> **Passage**:
★ ★ ★ ★

Mehmet Ufuk Uras (; born January 4, 1959, in Üsküdar, Istanbul, Turkey) is a Turkish left-libertarian politician and economist.

Biography and political career
Uras graduated from the Faculty of Economics of Istanbul University and began working as an academician at the same institution. A former leader of the now-defunct University Lecturers' Union (Öğretim Elemanları Sendikası), he was elected the chairman of Freedom and Solidarity Party (ÖDP) in 1996. Uras resigned from the leadership after the 2002 general election. He became the party chairman again in 2007.

2007 elections and after
Uras ran a successful campaign an independent and a "common candidate of the Left" within the Thousand Hopes alliance, backed by Kurdish-based Democratic Society Party and several left-wing, environmentalist and pro-peace groups in the 2007 general election, polling 81,486 votes, which is approximately 4 per cent of the vote in his constituency. After having elected as an independent to the parliament he rejoined the ÖDP.

He was removed from his post as the ÖDP party leader in 2009, when his opponent Hayri Kozanoğlu was elected. He resigned from the Freedom and Solidarity Party on 19 June 2009.

After the Democratic Society Party was dissolved in December 2009 and two of its MPs were banned from politics for five years, he joined forces with the remaining Kurdish MPs in the Peace and Democracy Party group, giving them the twenty seats necessary to retain their position as a parliamentary party.

★ ★ ★ ★

> **Data entries**:
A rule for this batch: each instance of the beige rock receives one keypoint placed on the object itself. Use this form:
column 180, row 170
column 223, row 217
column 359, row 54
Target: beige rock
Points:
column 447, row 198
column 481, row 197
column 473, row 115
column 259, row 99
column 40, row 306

★ ★ ★ ★

> **Challenges**:
(A) Please translate this sentence from the Uras biography into Spanish: "Uras resigned from the leadership after the 2002 general election."
(B) Swap "beige rock" for "gray stone" throughout the entries and write them out again, with nothing else changed.

> **Solved problems**:
(A) Uras renunció a la dirección después de las elecciones generales de 2002.

(B)
A rule for this batch: each instance of the gray stone receives one keypoint placed on the object itself. Use this form:
column 180, row 170
column 223, row 217
column 359, row 54
Target: gray stone
Points:
column 447, row 198
column 481, row 197
column 473, row 115
column 259, row 99
column 40, row 306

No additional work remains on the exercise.